* _PAGE_
·····

Social media is the latest widely-adopted method for spreading awareness about important causes in an instant, and often worldwide scale. But while social media may enlist people in a cause, in many cases it merely provokes gestures that do little more than provide a sense of self-satisfaction based upon the impression of activism.

socialmediaslacktavismWEB

What can someone really do with a click? Yes, one can ‘like’ a page to end world hunger or ‘Instagram’ a picture in support of women’s rights in the Congo (with the popular hashtag, #CongoPeace), but does that actually contribute to the cause as much as – for example – volunteering time or raising money?

Many seem to believe that liking a Facebook page and retweeting for a cause is enough to make change.  Social media ‘slacktivism’ is, in its worst form, fraudulent and only feeds the pseudo-activists’ feelings of self-worth.  Social media activism is a great tool, but it is sometimes used to give an illusion of a solved problem when no change has occurred.

Slacktivism is defined by the Webster Dictionary as “actions performed via the Internet in support of a political or social cause but regarded as requiring little time or involvement.” A 2014 study published by the Journal of Sociological Science concluded that social media slacktivism only creates a facade of support for a cause.

·····

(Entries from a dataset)
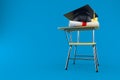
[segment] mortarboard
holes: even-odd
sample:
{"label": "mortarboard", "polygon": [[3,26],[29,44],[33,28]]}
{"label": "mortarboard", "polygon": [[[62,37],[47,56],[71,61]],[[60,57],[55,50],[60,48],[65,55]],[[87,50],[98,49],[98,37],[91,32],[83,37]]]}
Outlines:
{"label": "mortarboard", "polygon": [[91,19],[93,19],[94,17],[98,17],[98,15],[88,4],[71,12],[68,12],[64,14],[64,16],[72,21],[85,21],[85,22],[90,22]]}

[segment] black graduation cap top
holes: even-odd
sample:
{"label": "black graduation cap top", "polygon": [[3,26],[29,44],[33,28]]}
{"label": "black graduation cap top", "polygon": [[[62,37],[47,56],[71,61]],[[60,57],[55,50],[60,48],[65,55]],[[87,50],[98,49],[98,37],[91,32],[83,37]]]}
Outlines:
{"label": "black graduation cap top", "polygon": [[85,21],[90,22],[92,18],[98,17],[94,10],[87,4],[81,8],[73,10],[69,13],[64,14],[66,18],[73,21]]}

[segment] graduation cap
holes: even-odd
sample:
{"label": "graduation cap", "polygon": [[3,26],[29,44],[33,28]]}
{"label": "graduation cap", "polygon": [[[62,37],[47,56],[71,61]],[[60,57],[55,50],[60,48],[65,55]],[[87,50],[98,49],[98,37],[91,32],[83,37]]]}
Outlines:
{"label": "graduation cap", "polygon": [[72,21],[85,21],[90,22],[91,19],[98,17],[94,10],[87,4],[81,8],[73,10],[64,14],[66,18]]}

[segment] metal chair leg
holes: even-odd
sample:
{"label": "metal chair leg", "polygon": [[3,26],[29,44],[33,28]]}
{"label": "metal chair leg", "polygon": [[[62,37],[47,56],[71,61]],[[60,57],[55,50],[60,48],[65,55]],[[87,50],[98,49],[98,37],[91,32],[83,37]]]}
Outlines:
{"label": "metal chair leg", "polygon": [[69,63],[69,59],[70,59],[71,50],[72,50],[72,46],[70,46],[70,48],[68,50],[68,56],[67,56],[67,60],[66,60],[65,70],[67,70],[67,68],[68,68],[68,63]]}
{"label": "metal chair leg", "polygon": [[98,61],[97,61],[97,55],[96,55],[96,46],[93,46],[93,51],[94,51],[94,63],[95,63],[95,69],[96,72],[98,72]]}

·····

* _TASK LIST_
a) Put the records into a JSON list of strings, one string per line, omitting blank lines. Start at the line containing "[segment] metal chair leg" and end at the last line of the records.
b) Pick up the piece on social media slacktivism where it stops and keep writing.

* _ANSWERS PROVIDED_
a)
[
  "[segment] metal chair leg",
  "holes: even-odd",
  "sample:",
  "{\"label\": \"metal chair leg\", \"polygon\": [[3,26],[29,44],[33,28]]}",
  "{\"label\": \"metal chair leg\", \"polygon\": [[[62,37],[47,56],[71,61]],[[60,57],[55,50],[60,48],[65,55]],[[87,50],[98,49],[98,37],[91,32],[83,37]]]}",
  "Outlines:",
  "{\"label\": \"metal chair leg\", \"polygon\": [[69,63],[69,59],[70,59],[71,50],[72,50],[72,46],[70,46],[70,48],[68,50],[68,56],[67,56],[67,60],[66,60],[65,70],[67,70],[67,68],[68,68],[68,63]]}",
  "{\"label\": \"metal chair leg\", \"polygon\": [[98,61],[97,61],[97,55],[96,55],[96,46],[93,46],[93,51],[94,51],[94,63],[95,63],[95,69],[96,72],[98,72]]}"
]

b)
This study analyzed records on the donation and recruitment activity of 1.2 million members of the Save Darfur from Genocide Facebook “cause” page to observe the effectiveness of social media activism.

According to the study, “Neither recruitment nor donation results were impressive: most individuals in our data set recruited no one else into the Cause and contributed no money to it.”

Out of the over one million people who signed up, fewer than 3,000 donated, raising around $90,000 over three years, compared to other Darfur campaigns outside the realm of social media which, in total, raised over one million dollars in 2008 alone.

Although the symbolic impact of the social media Save Darfur campaign may have been powerful due to the millions who joined the page, only a small percentage engaged in any “active and involved” participation beyond liking the page.

The limits of social media slacktivists’ half-efforts are also apparent in a more recent study.  According to a 2014 Pew Research Center study, only 18 percent of the 2,253 adult participants took action on a widely-known political or social issue after reading about it on a social networking site.

This large statistical gap between those who know about a cause and those who actually do something to support the cause is not entirely unexpected, given the very minimal level of commitment required when someone is newly aware of the issue.

However, if the ‘click’ becomes the final gesture, few positive results can be expected.  Social media enables a click culture of ‘likes’ and superficial gestures which undermine its real potential to bring change.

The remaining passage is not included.